**TASK DESCRIPTION:**
Count the lines in the records below that contain the string "dress", with case significant, and reply with that number alone.

**DATA SUPPLIED:**
# # #
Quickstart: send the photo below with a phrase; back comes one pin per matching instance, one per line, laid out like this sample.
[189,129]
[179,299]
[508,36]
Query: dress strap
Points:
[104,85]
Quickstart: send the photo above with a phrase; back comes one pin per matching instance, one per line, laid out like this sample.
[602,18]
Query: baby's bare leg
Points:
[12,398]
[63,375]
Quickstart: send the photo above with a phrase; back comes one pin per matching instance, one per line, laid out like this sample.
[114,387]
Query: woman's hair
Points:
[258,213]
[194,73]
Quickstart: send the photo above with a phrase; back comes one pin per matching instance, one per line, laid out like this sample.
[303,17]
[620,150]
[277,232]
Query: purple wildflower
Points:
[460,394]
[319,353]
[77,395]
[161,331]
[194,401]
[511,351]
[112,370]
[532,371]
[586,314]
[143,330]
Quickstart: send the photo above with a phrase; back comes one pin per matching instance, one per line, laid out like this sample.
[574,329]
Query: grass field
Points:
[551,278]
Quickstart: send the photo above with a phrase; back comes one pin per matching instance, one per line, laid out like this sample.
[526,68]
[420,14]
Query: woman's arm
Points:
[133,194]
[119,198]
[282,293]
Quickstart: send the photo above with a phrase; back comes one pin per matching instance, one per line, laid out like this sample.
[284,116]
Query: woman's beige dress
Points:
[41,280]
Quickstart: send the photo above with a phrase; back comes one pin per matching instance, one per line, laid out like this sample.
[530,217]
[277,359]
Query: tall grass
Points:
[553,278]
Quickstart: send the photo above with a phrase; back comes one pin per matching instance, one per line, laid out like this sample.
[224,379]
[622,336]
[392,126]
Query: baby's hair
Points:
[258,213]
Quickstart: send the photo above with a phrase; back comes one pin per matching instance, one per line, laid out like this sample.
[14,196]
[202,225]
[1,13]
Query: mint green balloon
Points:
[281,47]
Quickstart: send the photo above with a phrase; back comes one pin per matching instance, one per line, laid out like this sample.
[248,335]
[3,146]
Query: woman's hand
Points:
# # #
**TASK RESPONSE:**
2